### Extract
Rick: Yes, and they’re going to be competing for resources and every time they have to hit a file that is fragmented, they are going to be adding significantly more work to be done on the hard drive and that’s going to slow things down and it’s just going to magnify itself when you have like the example you used earlier – an email and an SQL server, both running on the same virtual server, along with what’s going on down on the actual partition for the main operating system for the hypervisor that’s running the virtual systems.
Alan: And I imagine this has a major effect when you’re trying to do backups, because nowadays, you’re trying to do real-time backups to make sure that if anything happens, this oops factor, you can always get back in just as quickly as possible; because if you’re backing up files, you’re reading the whole file into memory to move it over to some place. And fragmentation can really slow things down, can’t it?

### Written problem 1
In the conversation, which two servers does Rick mention running on the same virtual server?
The conversation and the entries are separate material with no link between them.

### Extracted material
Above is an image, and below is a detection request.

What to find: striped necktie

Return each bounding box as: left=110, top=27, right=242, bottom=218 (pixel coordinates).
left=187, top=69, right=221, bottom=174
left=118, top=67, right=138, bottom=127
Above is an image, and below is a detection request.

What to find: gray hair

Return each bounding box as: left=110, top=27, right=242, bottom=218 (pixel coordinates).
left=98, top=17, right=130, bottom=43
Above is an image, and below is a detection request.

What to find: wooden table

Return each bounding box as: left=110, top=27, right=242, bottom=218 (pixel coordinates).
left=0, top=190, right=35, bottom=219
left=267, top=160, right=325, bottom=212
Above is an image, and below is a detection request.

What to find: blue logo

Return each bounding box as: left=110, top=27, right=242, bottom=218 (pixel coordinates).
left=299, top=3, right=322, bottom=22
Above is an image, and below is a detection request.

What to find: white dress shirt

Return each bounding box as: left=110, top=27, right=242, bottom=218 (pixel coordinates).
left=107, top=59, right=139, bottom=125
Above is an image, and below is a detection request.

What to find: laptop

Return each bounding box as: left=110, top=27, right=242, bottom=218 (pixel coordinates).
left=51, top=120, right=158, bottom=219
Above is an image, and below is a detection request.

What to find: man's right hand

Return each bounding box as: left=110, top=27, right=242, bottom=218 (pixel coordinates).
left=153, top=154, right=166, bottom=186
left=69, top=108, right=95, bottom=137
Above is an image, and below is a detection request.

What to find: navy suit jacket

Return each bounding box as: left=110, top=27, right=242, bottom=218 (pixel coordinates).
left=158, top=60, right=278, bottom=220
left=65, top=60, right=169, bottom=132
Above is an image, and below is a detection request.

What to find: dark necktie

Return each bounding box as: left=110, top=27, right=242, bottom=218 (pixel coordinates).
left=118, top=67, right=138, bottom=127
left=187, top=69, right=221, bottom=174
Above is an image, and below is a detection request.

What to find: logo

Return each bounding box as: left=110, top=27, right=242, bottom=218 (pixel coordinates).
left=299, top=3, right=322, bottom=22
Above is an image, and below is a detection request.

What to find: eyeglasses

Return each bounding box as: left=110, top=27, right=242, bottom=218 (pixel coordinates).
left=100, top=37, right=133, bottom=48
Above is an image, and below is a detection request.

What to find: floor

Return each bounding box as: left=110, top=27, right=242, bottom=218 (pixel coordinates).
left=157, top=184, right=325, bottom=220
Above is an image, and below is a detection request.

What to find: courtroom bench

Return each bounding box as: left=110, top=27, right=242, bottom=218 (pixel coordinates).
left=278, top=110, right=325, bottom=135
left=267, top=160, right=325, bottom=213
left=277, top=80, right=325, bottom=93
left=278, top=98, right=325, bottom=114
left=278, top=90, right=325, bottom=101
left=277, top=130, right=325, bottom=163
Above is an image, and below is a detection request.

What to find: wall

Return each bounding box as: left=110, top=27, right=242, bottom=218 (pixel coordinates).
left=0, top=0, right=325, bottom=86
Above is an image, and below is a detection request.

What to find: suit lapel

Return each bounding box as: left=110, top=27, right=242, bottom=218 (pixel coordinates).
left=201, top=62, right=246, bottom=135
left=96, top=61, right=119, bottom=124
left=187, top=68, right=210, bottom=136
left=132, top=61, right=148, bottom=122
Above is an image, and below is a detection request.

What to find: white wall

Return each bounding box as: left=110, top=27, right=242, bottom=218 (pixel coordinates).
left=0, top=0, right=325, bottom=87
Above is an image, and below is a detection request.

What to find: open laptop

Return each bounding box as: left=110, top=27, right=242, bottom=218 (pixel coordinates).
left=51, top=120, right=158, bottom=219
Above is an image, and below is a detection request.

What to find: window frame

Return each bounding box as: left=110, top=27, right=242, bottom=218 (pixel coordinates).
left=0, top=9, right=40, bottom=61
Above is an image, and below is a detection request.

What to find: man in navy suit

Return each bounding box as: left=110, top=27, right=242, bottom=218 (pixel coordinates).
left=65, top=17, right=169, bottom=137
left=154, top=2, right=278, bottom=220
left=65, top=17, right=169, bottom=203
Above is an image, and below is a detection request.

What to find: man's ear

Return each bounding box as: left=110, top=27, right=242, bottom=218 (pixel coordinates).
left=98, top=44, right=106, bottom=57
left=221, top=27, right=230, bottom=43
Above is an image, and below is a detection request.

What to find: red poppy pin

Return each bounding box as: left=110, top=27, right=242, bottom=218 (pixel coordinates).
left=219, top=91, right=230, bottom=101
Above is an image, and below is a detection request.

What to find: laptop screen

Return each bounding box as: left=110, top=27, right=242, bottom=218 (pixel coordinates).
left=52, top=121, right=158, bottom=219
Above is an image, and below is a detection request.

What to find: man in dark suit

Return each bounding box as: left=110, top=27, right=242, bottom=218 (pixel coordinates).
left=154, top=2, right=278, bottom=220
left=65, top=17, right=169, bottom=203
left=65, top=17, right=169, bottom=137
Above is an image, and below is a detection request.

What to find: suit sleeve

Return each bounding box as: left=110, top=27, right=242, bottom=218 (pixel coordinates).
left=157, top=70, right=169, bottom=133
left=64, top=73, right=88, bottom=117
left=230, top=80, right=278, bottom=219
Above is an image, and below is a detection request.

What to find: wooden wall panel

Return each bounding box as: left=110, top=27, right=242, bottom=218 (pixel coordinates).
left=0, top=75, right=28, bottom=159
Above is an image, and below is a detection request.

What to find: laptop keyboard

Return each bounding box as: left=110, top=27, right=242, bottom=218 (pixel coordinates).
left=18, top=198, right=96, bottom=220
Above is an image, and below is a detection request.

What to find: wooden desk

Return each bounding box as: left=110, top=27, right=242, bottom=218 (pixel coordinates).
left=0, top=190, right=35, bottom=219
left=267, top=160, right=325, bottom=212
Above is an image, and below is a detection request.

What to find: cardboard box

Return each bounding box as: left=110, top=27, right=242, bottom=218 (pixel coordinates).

### Written problem 2
Pull out every line of the entries that contains the word "white", matching case exactly.

### Exercise output 1
An email and an SQL server.

### Exercise output 2
What to find: white dress shirt
What to find: white wall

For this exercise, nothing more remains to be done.